■ Текстовый блок
- - - -
Голос за кадром: Только через год бывший муж разрешил Наталье увидеться с сыном и даже забрать его. Но в 2019-м произошло второе похищение.
Наталья Голубкова: Я выхожу с ребенком, держу его за ручку, из подъезда в Москве. И на меня набрасывается – ну, видно было на камере подъезда – четыре человека, такие бородатые. Меня скрутили, выкрутили руки и протащили по асфальту за угол дома. Открыли заднюю дверь машины, забросили, как куклу, ребенка и уехали. И у меня в кармане остались эти рукавички. Я не стираю их. То есть это что-то такое, что до сих пор еще, мне кажется, как-то его помнит.
Голос за кадром: Сейчас несовершеннолетний Родион Голубков и его отец Роберт Голубков находятся в федеральном розыске. Последним, кто видел сына Натальи, стал сотрудник мытищинской опеки.
- - - -
■ Постановка задачи
Выпишите полные имена и фамилии всех людей, названных в тексте о похищении ребенка.

Фрагменты набора данных об указании на объекты:
- - - -
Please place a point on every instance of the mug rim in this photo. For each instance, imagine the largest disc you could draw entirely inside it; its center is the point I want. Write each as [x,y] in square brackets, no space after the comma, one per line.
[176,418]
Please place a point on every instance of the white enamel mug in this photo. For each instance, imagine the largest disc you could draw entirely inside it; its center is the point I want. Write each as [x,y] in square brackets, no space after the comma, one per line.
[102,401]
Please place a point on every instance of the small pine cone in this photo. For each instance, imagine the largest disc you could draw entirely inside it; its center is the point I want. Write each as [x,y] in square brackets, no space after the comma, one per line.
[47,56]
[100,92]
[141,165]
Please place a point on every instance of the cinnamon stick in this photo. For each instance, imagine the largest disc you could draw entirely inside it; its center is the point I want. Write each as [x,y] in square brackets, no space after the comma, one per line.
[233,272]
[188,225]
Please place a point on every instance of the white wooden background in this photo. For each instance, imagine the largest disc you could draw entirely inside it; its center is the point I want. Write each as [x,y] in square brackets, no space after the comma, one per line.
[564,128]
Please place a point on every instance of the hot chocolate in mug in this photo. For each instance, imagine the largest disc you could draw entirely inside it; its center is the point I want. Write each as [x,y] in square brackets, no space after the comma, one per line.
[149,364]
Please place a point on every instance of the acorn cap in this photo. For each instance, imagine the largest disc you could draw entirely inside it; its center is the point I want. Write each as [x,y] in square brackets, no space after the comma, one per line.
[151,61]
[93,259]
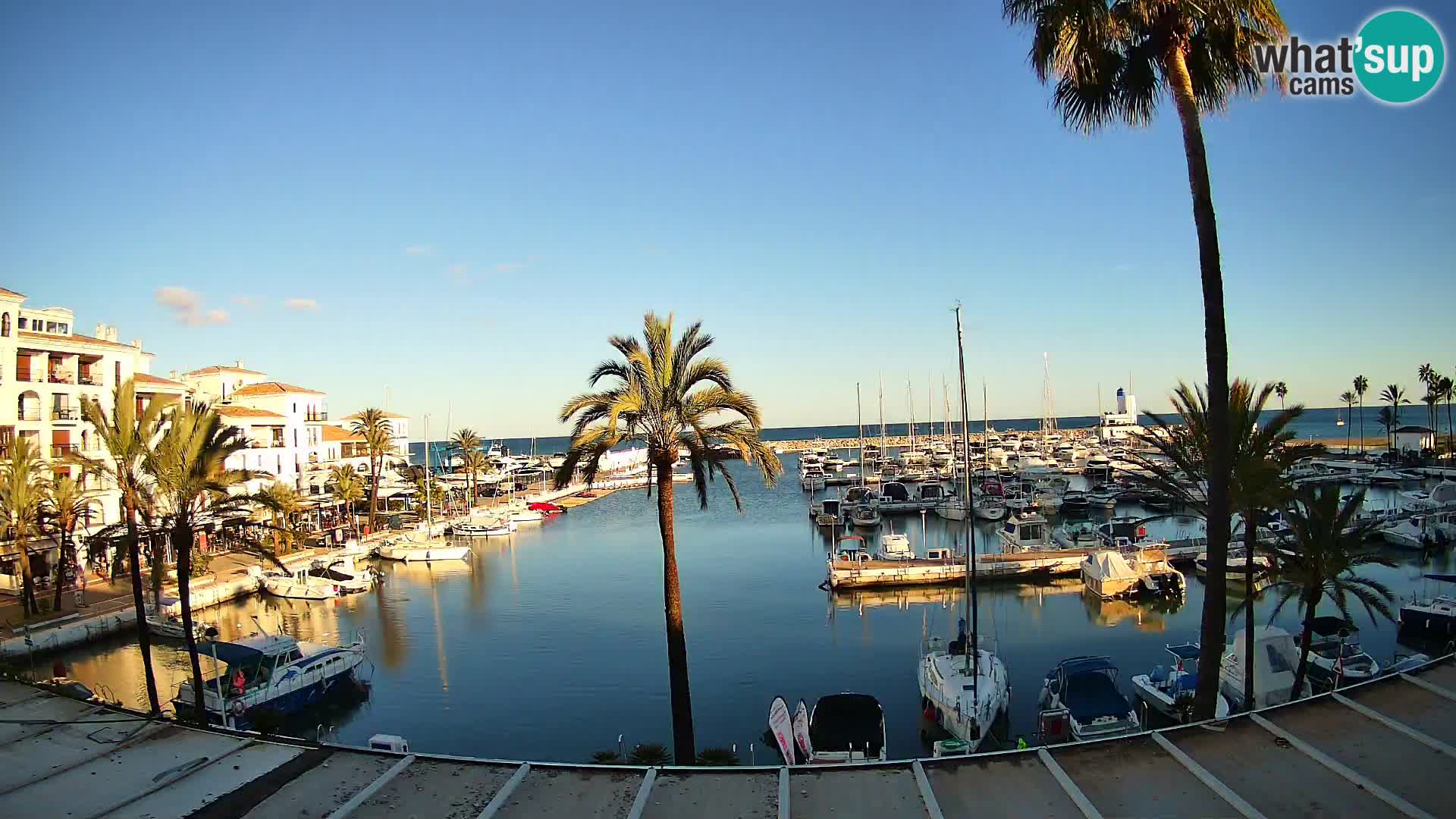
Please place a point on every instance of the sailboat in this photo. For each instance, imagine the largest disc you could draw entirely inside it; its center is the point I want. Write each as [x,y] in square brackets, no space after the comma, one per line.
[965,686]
- - - -
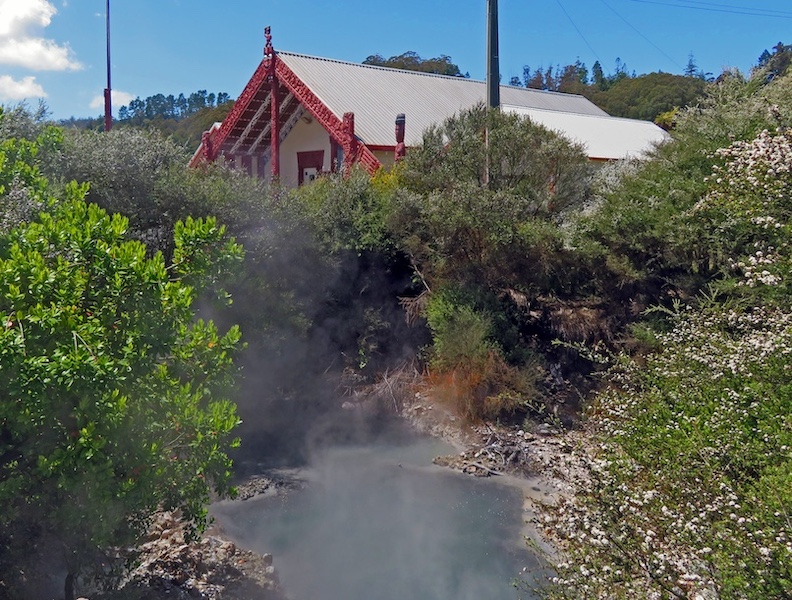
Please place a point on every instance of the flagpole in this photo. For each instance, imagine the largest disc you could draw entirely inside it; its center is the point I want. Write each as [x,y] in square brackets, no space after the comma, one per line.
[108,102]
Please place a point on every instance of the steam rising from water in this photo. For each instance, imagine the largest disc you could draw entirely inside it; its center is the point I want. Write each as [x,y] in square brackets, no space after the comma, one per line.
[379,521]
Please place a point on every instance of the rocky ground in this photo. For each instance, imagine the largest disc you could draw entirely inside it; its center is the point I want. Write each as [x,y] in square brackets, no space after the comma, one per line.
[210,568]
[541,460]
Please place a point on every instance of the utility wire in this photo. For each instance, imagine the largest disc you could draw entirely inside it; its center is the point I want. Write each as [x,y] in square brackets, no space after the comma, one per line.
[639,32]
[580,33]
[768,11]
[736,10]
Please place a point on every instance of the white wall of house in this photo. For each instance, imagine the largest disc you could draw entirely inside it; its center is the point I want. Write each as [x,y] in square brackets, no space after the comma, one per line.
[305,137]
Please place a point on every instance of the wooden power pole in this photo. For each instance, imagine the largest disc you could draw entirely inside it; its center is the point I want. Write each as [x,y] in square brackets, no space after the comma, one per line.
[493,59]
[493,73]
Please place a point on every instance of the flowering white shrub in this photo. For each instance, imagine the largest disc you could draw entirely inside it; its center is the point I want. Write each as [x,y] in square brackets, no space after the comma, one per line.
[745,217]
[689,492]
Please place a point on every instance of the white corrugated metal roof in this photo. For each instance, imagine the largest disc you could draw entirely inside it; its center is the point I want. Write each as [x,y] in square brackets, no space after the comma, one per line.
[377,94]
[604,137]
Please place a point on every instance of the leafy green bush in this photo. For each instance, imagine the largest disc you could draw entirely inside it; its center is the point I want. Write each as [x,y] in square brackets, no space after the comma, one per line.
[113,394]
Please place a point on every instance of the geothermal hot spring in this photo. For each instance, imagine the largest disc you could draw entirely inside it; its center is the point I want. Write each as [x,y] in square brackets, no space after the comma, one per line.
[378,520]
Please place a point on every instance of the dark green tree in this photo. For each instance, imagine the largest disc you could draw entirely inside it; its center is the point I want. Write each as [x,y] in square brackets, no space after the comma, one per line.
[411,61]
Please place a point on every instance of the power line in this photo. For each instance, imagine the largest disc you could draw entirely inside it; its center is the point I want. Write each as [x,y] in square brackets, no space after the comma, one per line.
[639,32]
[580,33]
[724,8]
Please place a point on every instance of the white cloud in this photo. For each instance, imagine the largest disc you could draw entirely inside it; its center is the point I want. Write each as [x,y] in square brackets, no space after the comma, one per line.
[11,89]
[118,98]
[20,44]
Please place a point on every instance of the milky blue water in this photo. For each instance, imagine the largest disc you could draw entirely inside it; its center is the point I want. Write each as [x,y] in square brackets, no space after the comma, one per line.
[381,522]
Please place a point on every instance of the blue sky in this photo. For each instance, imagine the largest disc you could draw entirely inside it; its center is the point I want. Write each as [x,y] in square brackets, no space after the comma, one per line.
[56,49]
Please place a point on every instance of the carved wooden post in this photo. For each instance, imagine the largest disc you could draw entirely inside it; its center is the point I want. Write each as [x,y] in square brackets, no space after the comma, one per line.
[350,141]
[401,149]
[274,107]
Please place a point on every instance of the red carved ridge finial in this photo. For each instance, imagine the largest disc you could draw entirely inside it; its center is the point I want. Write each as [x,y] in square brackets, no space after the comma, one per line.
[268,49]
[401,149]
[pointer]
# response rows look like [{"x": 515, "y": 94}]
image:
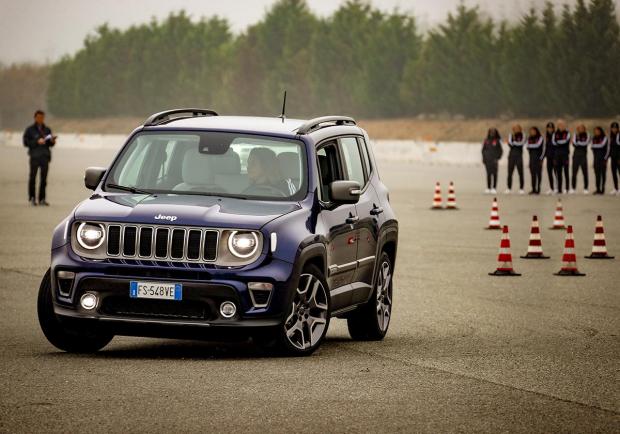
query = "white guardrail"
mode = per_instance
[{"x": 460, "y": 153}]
- - - -
■ Решение ниже
Наталья Голубкова, Родион Голубков, Роберт Голубков